Text section:
※ ※ ※
‘BFE’ brings Asian American story of belonging to the virtual stage
(Jocelyn Wang/Daily Bruin)
May 16, 2021 5:43 p.m.
This weekend, UCLA’s center stage will be accessible to anyone around the world.
The School of Theater, Film, and Television will be streaming its departmental play, “BFE,” Saturday and Sunday. Directed by graduate student May Fei and written by Julia Cho, the play tells the story of Panny and her family’s tumultuous experiences in the isolated town of BFE, Arizona. The town has been plagued by mysterious disappearances of conventionally beautiful blonde girls who are roughly Panny’s age. Played by first-year theater student Katia Choi, the protagonist and her family are the only Asian Americans in the city, and as a result, Fei said the protagonist feels immense pressure to conform to Eurocentric beauty standards despite the missing person cases.
“My character specifically, Panny, struggles a lot with her insecurities and her own self-worth as a person,” Choi said. “She places a lot of value in her looks, and that drives a lot of the decisions she makes in the play.”
※ ※ ※
Given entries:

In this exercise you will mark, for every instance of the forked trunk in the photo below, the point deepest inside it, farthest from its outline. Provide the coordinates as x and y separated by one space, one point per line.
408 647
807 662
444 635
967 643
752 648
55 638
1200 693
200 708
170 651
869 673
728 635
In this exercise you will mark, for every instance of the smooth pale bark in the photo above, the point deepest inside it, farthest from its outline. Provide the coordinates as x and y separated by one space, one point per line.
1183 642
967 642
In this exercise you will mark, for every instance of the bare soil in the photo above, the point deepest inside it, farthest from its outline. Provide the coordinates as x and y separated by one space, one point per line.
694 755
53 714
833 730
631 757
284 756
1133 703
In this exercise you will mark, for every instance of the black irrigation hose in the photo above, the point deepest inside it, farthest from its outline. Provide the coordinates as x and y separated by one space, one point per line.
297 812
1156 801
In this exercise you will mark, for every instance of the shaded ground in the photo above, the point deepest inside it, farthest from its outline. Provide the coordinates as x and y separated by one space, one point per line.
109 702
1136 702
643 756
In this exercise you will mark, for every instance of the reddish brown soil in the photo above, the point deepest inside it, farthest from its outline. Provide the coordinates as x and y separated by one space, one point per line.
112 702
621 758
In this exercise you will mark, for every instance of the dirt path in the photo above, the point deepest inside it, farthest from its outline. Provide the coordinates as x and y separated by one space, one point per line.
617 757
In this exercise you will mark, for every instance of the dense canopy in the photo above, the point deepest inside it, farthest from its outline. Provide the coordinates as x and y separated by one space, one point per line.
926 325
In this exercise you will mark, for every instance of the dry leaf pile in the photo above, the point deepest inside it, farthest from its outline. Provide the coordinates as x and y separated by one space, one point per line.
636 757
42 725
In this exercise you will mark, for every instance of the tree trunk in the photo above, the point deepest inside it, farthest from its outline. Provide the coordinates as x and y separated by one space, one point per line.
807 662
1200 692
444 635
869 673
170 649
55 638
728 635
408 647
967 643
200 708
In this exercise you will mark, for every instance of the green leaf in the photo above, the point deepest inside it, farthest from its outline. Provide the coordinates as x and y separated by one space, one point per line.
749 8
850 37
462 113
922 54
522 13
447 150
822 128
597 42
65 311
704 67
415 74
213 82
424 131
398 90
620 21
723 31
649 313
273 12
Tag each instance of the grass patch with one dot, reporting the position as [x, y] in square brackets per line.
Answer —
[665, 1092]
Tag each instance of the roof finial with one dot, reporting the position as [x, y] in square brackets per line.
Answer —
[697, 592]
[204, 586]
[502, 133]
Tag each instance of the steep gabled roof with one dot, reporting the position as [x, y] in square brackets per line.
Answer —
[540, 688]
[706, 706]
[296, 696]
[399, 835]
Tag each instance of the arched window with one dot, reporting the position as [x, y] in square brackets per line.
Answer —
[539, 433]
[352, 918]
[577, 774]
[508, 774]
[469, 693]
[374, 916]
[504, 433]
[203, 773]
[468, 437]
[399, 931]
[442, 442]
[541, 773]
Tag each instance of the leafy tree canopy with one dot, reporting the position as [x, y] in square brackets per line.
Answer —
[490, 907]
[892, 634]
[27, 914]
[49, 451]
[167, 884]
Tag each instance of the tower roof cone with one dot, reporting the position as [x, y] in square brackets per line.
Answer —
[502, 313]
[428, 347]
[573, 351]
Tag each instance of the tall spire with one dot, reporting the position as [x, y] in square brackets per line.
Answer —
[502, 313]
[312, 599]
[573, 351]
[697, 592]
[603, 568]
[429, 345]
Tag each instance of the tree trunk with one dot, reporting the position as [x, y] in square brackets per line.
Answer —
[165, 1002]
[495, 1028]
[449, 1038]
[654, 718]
※ ※ ※
Tasks to complete:
**1)** Decide whether each statement agrees with the article about the play “BFE,” and answer yes or no, quoting the words from the article that settle it. (a) Julia Cho directed the play. (b) Panny is played by a first-year theater student. (c) The town in the play is in Arizona.
**2)** Repeat the part of the article about the play “BFE” from "May 16, 2021" up to and including "missing person cases.".

Answers by task:
**1)**
(a) No: "Directed by graduate student May Fei and written by Julia Cho"
(b) Yes: "Played by first-year theater student Katia Choi"
(c) Yes: "the isolated town of BFE, Arizona"

**2)**
May 16, 2021 5:43 p.m.
This weekend, UCLA’s center stage will be accessible to anyone around the world.
The School of Theater, Film, and Television will be streaming its departmental play, “BFE,” Saturday and Sunday. Directed by graduate student May Fei and written by Julia Cho, the play tells the story of Panny and her family’s tumultuous experiences in the isolated town of BFE, Arizona. The town has been plagued by mysterious disappearances of conventionally beautiful blonde girls who are roughly Panny’s age. Played by first-year theater student Katia Choi, the protagonist and her family are the only Asian Americans in the city, and as a result, Fei said the protagonist feels immense pressure to conform to Eurocentric beauty standards despite the missing person cases.